> [Instructions for the task]
Convert the entries, from the first line through the line containing "x=451 y=141", into a Markdown table with the columns Row and Line. Number each row and skip any blank lines.

[Records]
(begin)

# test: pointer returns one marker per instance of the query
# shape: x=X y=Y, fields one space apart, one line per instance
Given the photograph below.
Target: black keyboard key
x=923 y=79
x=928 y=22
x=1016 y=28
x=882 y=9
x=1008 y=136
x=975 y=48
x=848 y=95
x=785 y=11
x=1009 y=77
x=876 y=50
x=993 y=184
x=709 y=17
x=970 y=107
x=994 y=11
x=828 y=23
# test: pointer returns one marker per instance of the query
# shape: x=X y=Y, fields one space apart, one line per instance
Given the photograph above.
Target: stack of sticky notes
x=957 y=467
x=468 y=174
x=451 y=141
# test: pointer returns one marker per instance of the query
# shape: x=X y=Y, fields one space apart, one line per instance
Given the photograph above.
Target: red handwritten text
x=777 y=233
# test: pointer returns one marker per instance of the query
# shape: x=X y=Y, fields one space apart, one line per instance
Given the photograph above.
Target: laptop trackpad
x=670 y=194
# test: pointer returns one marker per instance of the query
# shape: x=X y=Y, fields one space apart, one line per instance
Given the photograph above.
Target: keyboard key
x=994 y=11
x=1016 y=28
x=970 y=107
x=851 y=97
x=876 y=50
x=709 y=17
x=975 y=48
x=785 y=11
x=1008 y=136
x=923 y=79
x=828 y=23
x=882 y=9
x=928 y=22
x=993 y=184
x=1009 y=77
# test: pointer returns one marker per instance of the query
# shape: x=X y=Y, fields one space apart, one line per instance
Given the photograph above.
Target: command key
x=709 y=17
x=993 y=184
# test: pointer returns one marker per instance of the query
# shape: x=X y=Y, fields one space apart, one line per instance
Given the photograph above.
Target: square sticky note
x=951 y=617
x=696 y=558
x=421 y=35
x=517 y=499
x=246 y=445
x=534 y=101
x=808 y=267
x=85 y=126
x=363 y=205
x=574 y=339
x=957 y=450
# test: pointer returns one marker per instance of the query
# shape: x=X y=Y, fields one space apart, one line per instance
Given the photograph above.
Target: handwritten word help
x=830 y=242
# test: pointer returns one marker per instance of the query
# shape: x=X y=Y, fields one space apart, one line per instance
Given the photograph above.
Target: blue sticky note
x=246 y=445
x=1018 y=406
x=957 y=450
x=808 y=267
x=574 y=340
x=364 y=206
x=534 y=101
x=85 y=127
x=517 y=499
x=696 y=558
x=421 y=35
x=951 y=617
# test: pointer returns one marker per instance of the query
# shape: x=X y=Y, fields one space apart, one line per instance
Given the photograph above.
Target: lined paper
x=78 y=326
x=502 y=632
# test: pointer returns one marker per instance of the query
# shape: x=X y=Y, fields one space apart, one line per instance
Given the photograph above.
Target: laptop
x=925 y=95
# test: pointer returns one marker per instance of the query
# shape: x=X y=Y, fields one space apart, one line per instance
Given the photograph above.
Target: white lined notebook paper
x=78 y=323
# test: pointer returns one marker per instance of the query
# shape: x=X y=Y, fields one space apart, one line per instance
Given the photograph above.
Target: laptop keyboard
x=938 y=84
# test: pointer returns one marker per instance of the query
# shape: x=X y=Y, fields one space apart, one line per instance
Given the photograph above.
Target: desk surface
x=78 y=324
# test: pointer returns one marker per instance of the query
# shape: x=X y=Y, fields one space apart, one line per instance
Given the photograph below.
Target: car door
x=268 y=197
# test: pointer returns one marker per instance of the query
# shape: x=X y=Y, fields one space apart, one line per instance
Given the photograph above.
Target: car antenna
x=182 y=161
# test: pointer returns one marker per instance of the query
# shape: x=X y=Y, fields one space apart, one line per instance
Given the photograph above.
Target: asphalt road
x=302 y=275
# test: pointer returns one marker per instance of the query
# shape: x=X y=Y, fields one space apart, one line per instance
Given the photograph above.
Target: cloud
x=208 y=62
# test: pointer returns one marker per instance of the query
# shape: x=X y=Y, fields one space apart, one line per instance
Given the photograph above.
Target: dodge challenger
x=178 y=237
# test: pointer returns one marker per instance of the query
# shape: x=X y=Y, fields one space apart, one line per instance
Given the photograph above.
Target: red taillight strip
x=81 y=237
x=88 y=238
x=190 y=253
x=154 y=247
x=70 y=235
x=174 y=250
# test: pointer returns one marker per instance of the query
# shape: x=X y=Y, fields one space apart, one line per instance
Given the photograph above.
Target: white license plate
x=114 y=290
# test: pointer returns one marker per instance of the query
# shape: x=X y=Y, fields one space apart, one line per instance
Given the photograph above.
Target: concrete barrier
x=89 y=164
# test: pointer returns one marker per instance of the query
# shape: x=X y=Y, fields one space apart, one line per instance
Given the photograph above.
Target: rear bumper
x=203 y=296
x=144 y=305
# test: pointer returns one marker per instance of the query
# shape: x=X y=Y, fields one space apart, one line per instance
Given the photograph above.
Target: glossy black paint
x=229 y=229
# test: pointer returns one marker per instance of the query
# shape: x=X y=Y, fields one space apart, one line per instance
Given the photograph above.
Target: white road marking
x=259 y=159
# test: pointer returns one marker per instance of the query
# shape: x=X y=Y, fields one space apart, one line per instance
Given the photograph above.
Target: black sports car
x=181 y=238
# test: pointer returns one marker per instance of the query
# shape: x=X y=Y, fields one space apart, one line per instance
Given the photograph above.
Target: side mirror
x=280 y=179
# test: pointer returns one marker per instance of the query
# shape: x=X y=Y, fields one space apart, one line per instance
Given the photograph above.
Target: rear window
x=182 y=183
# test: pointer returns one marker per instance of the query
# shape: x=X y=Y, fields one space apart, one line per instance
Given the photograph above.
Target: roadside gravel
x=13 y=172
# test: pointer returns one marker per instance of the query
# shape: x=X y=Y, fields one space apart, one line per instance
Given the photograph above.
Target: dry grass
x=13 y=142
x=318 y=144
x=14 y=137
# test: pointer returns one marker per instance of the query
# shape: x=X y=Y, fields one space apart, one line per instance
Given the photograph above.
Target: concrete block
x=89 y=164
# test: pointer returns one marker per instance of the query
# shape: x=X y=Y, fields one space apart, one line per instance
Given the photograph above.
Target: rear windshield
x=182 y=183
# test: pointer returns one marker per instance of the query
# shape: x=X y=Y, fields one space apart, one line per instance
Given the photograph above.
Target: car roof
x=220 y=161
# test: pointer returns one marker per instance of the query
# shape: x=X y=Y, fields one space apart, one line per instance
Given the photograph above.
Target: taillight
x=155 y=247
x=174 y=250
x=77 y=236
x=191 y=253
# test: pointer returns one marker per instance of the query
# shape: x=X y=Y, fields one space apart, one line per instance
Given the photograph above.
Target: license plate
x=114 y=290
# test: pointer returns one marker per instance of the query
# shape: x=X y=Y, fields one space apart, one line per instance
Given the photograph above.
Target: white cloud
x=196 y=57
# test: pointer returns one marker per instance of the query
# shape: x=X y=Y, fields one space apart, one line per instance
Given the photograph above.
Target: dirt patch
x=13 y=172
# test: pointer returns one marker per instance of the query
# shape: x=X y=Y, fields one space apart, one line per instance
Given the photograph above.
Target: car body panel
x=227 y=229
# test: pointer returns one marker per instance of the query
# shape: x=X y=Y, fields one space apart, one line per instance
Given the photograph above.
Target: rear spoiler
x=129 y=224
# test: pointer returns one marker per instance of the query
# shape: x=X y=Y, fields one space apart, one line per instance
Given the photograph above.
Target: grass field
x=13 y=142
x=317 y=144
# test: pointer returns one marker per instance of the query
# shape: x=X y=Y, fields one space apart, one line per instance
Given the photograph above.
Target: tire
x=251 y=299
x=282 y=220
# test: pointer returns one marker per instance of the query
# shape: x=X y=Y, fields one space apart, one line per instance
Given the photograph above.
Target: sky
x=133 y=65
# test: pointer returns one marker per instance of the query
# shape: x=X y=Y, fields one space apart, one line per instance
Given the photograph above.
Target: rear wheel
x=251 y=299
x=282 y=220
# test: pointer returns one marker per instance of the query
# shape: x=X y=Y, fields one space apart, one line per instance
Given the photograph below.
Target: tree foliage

(end)

> [Response]
| Row | Line |
|---|---|
| 1 | # test: pointer returns one marker per instance of the query |
| 2 | # shape: x=X y=Y, fields one space apart, one line per instance |
| 3 | Given the photograph below. |
| 4 | Target: black keyboard key |
| 5 | x=923 y=79 |
| 6 | x=928 y=22 |
| 7 | x=1016 y=28 |
| 8 | x=882 y=9 |
| 9 | x=1008 y=136 |
| 10 | x=975 y=48 |
| 11 | x=848 y=95 |
| 12 | x=785 y=11 |
| 13 | x=1009 y=77 |
| 14 | x=876 y=50 |
| 15 | x=993 y=184 |
| 16 | x=709 y=17 |
| 17 | x=970 y=107 |
| 18 | x=994 y=11 |
| 19 | x=828 y=23 |
| 20 | # test: pointer returns one marker per instance of the query |
| 21 | # shape: x=X y=Y, fields one space apart, one line per instance |
| 22 | Given the photograph above. |
| 23 | Target: stack of sticky notes |
| 24 | x=957 y=467 |
| 25 | x=468 y=174 |
| 26 | x=451 y=141 |